:: REQUIRED WORK ::
Pull out every row below that contains the word "maroon". Copy each one in full.

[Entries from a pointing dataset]
'''
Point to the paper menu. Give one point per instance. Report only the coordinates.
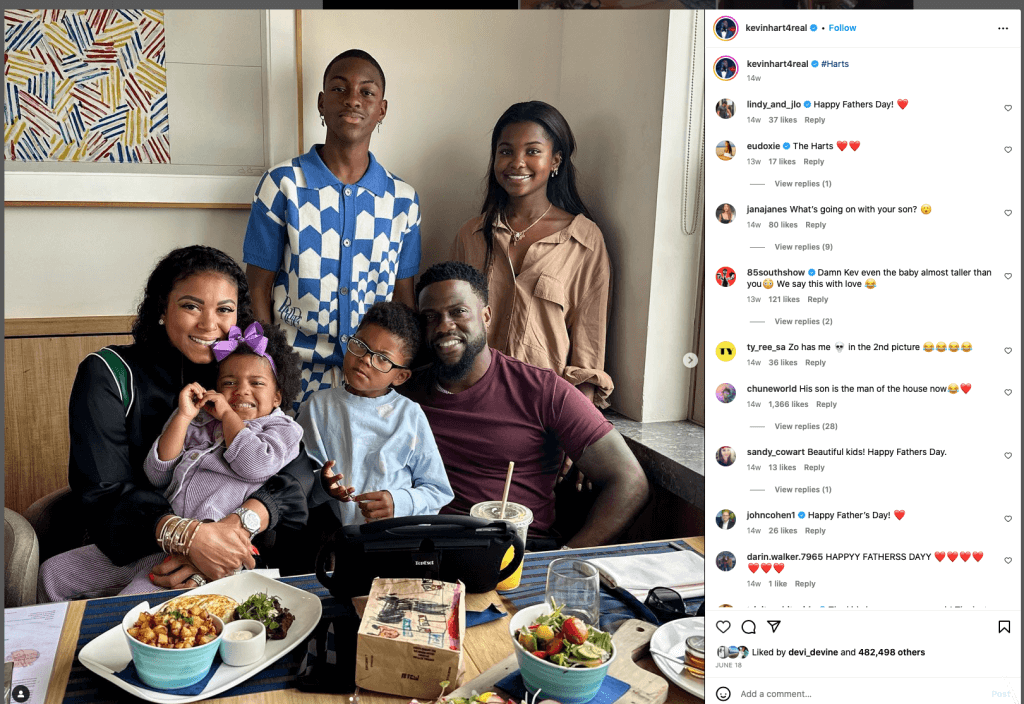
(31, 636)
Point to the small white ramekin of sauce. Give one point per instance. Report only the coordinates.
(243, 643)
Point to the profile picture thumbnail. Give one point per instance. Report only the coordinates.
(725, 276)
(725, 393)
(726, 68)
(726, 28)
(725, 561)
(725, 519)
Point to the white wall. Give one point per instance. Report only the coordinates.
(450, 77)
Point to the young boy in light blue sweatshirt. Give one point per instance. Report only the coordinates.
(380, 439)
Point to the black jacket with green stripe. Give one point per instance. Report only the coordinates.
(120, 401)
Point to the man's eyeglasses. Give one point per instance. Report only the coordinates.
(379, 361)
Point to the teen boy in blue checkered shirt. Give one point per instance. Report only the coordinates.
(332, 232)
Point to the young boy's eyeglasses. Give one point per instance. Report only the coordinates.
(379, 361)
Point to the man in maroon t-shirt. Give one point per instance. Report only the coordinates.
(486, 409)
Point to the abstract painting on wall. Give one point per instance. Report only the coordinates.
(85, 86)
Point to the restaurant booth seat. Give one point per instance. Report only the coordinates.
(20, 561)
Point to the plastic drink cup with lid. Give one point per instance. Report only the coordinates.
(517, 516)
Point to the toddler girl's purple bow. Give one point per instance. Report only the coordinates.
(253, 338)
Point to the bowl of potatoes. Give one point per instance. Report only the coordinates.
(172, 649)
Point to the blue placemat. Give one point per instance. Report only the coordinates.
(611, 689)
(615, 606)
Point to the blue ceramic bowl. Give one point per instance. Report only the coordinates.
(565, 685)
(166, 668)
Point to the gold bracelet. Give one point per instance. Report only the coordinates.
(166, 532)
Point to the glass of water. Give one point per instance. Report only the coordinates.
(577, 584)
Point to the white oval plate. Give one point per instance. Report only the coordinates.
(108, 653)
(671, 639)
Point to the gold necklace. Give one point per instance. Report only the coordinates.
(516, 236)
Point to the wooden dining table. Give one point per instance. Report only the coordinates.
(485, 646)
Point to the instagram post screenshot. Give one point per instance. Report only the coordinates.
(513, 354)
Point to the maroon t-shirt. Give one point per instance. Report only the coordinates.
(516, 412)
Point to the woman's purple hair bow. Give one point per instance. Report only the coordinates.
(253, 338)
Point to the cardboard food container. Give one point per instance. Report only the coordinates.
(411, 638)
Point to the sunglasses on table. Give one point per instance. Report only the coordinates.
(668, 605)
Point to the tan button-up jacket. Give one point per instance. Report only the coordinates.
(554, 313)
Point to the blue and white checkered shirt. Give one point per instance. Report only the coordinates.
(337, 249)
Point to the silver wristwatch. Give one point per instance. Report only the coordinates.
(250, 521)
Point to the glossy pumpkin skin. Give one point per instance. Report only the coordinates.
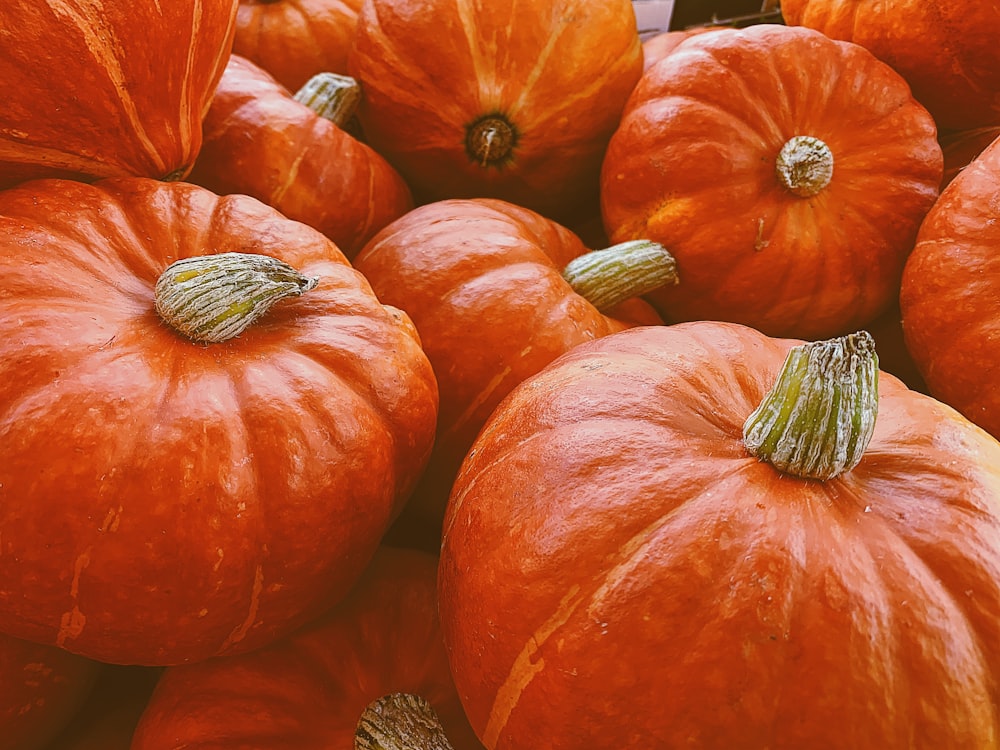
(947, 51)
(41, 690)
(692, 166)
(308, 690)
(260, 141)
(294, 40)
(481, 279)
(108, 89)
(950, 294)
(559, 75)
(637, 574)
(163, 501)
'''
'''
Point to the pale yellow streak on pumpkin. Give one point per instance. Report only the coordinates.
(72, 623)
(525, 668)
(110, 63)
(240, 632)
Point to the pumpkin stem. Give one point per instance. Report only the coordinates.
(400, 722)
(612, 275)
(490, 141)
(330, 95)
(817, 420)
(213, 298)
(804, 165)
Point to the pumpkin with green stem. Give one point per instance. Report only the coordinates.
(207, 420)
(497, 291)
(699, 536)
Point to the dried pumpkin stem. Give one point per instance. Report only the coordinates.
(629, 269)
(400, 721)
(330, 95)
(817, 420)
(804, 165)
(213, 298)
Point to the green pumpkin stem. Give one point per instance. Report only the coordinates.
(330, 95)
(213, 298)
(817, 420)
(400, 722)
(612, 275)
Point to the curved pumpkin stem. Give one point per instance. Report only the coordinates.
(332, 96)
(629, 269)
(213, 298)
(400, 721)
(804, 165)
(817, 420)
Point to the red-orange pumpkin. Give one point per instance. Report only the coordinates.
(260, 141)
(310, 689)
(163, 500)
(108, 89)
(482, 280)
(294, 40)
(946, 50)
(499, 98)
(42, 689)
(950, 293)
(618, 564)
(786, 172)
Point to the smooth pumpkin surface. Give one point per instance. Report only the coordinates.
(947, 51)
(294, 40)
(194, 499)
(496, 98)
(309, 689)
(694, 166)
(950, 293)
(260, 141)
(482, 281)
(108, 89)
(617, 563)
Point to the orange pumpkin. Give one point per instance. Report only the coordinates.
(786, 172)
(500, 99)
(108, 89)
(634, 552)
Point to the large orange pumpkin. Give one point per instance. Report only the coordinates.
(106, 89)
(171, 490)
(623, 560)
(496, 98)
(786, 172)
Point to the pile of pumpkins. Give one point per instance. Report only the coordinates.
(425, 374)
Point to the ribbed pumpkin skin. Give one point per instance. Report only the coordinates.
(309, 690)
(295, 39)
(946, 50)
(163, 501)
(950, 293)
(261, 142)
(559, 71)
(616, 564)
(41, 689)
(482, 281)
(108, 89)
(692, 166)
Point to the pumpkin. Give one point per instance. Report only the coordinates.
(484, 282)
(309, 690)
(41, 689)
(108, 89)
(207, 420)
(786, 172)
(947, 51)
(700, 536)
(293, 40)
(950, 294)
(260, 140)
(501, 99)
'''
:: RESPONSE TO THE TASK ::
Point to the man in maroon t-shirt. Give one point per instance. Report only the coordinates.
Point to the maroon t-shirt. Give one point per instance. Report only the coordinates.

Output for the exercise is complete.